▶ Exercise objective: Switch every "factory line" in the material below to "assembly line" and write out all of it again, changing nothing else.

-- Begin --

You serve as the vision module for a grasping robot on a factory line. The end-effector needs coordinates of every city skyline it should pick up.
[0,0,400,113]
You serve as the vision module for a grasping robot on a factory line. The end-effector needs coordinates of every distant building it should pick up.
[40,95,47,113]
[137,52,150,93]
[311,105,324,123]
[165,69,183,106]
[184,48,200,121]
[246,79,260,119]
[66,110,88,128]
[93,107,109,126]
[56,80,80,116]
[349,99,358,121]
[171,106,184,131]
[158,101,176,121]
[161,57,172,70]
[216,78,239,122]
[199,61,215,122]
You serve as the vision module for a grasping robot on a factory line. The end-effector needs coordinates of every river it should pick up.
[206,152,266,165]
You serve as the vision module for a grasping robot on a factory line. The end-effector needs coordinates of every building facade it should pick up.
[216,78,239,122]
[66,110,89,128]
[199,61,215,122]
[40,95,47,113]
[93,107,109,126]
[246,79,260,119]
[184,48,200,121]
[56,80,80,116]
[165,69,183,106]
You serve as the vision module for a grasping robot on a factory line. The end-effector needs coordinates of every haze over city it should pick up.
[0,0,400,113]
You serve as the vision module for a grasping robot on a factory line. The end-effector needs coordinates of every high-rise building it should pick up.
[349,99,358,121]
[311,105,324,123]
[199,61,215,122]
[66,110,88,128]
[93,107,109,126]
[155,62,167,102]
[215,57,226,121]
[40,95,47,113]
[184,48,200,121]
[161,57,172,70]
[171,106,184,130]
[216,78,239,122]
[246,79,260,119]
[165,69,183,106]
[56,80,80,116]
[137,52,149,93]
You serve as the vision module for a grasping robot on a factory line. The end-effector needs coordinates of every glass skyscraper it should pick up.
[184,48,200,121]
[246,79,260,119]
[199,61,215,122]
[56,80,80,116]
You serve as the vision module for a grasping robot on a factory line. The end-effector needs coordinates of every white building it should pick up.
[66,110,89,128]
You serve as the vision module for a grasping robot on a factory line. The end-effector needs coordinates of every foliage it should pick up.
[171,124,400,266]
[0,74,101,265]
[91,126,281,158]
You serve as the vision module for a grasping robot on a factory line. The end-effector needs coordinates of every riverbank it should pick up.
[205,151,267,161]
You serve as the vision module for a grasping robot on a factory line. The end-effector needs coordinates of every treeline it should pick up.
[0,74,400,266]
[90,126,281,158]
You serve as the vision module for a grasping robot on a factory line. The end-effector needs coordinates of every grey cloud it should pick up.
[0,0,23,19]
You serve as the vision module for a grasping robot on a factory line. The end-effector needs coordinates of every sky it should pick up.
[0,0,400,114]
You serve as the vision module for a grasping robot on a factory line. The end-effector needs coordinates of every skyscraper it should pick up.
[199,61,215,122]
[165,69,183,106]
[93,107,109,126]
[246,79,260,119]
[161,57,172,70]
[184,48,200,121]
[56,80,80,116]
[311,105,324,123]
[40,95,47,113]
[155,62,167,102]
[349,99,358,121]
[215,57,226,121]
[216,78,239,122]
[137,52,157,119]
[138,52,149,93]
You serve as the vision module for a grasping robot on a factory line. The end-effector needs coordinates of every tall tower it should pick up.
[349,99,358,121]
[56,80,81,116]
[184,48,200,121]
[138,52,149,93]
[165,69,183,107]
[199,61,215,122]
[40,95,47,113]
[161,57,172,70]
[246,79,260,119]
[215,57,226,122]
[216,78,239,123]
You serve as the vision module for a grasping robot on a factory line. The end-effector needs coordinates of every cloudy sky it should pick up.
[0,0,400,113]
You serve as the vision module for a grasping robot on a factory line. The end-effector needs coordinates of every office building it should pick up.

-- End --

▶ Reply to the task:
You serve as the vision module for a grasping robot on a assembly line. The end-effector needs coordinates of every city skyline it should pick up.
[0,0,400,113]
You serve as the vision module for a grasping robot on a assembly line. The end-effector needs coordinates of every distant building it should pick up.
[40,95,47,113]
[137,52,150,93]
[311,105,324,123]
[165,69,183,106]
[184,48,200,121]
[246,79,260,119]
[66,110,88,128]
[93,107,109,126]
[56,80,80,116]
[349,99,358,121]
[171,106,184,131]
[158,101,176,121]
[161,57,172,70]
[216,78,239,122]
[199,61,215,122]
You serve as the vision module for a grasping robot on a assembly line. The end-effector needs coordinates of every river it should pick up.
[206,152,266,165]
You serve as the vision module for a grasping robot on a assembly line. The end-effector needs coordinates of every building facade it should pick up.
[216,78,239,122]
[66,110,89,128]
[199,61,215,122]
[40,95,47,113]
[93,107,109,126]
[246,79,260,119]
[184,48,200,121]
[56,80,80,116]
[165,69,183,106]
You serve as the vision module for a grasping robot on a assembly line. The end-effector needs coordinates of every haze over city it should pick up.
[0,0,400,113]
You serve as the vision module for a grasping robot on a assembly line. The end-effector needs coordinates of every high-rise building it should pick up.
[349,99,358,121]
[311,105,324,123]
[199,61,215,122]
[66,110,88,128]
[93,107,109,126]
[155,62,167,102]
[215,57,226,121]
[40,95,47,113]
[184,48,200,121]
[161,57,172,70]
[171,106,184,130]
[216,78,239,122]
[246,79,260,119]
[165,69,183,106]
[56,80,80,116]
[137,52,149,93]
You serve as the vision module for a grasping robot on a assembly line. The end-effector needs coordinates of every glass skyscraper it should pick up.
[184,48,200,121]
[246,79,260,119]
[199,61,215,122]
[56,80,80,116]
You serve as the vision module for a grasping robot on a assembly line. The end-effector needs coordinates of every white building it should pick up.
[66,110,89,128]
You serve as the vision module for a grasping robot on a assembly line. The end-effector needs coordinates of every foliage it should pick up.
[171,124,400,266]
[0,74,101,265]
[91,126,281,158]
You serve as the vision module for a grasping robot on a assembly line. The end-effector needs coordinates of every riverbank it should pick up.
[205,151,267,161]
You serve as the vision module for a grasping robot on a assembly line. The end-effector needs coordinates of every treeline it should pick up.
[0,74,400,266]
[90,126,281,158]
You serve as the vision module for a grasping robot on a assembly line. The end-effector needs coordinates of every grey cloud it should pick up.
[0,0,23,19]
You serve as the vision module for a grasping robot on a assembly line. The end-effector needs coordinates of every sky it should pick up.
[0,0,400,114]
You serve as the vision module for a grasping robot on a assembly line. The end-effector needs coordinates of every skyscraper it should pick up.
[199,61,215,122]
[165,69,183,106]
[93,107,109,126]
[246,79,260,119]
[161,57,172,70]
[184,48,200,121]
[56,80,80,116]
[311,105,324,123]
[40,95,47,113]
[155,62,167,102]
[349,99,358,121]
[215,57,226,121]
[216,78,239,122]
[137,52,157,119]
[138,52,149,93]
You serve as the vision module for a grasping robot on a assembly line. The end-effector needs coordinates of every tall tower it should pick up.
[349,99,358,121]
[56,80,81,116]
[184,48,200,121]
[138,52,149,93]
[165,69,183,107]
[199,61,215,122]
[40,95,47,113]
[161,57,172,70]
[246,79,260,119]
[215,57,226,122]
[216,78,239,123]
You serve as the vision module for a grasping robot on a assembly line. The end-effector needs coordinates of every cloudy sky it should pick up.
[0,0,400,113]
You serve as the vision module for a grasping robot on a assembly line. The end-effector needs coordinates of every office building it should pick up.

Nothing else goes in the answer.